Rewrite the items starting at the line containing "Our annotator flagged the circular" and ending at the line containing "0;1;789;656", keeping every line in its original order. Shift each box coordinate in the answers up by 13.

Data items

◇ ◇ ◇ ◇

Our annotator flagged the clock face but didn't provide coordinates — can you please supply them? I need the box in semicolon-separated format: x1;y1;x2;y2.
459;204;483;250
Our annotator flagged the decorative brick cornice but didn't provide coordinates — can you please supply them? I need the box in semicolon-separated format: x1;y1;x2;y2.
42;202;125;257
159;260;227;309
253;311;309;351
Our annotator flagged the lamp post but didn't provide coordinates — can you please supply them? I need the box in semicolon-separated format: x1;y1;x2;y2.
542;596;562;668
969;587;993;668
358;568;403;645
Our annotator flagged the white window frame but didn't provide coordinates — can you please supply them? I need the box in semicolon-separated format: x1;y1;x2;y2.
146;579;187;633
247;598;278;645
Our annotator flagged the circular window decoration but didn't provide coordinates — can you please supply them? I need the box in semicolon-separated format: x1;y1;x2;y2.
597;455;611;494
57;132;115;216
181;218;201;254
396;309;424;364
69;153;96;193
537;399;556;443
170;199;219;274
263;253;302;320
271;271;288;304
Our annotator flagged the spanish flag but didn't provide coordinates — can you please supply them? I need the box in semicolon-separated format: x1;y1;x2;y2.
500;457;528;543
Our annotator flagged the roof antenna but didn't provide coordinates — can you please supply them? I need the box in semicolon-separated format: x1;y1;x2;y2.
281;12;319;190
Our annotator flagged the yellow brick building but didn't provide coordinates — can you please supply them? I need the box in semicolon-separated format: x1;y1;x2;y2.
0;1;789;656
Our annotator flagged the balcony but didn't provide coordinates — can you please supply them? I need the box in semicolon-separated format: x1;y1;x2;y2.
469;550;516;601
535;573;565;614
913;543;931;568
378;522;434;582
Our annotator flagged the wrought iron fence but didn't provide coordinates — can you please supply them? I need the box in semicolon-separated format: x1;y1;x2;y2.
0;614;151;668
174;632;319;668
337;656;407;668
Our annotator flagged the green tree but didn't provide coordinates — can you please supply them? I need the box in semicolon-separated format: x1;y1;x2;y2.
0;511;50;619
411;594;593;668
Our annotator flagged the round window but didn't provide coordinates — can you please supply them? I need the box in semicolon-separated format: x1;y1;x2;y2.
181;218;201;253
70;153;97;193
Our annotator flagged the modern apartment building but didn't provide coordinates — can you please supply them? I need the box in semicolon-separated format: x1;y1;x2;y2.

◇ ◇ ◇ ◇

Response below –
Our annotator flagged the circular window decoration but didn't provide coordinates — can you please supply them? I need the box in semicolon-separated format: x1;y1;x2;y2.
610;468;624;507
70;145;128;229
194;231;214;267
409;322;437;377
82;166;109;206
550;412;569;456
183;212;232;287
276;266;315;333
284;284;301;317
Our annotator flagged the spanish flag but didn't provide coordinates — can you please supply them? I need the box in semicolon-separated format: x1;y1;x2;y2.
513;470;541;556
Our annotator flagged the roof antenna but didn't provide coordinates — can you please supply them? I need the box in semicolon-separated format: x1;y1;x2;y2.
294;25;332;203
Our annotator flagged the yellow brick building but didn't provide coordinates — can you please supply them? I need the box in semicolon-separated format: x1;y1;x2;y2.
13;14;802;669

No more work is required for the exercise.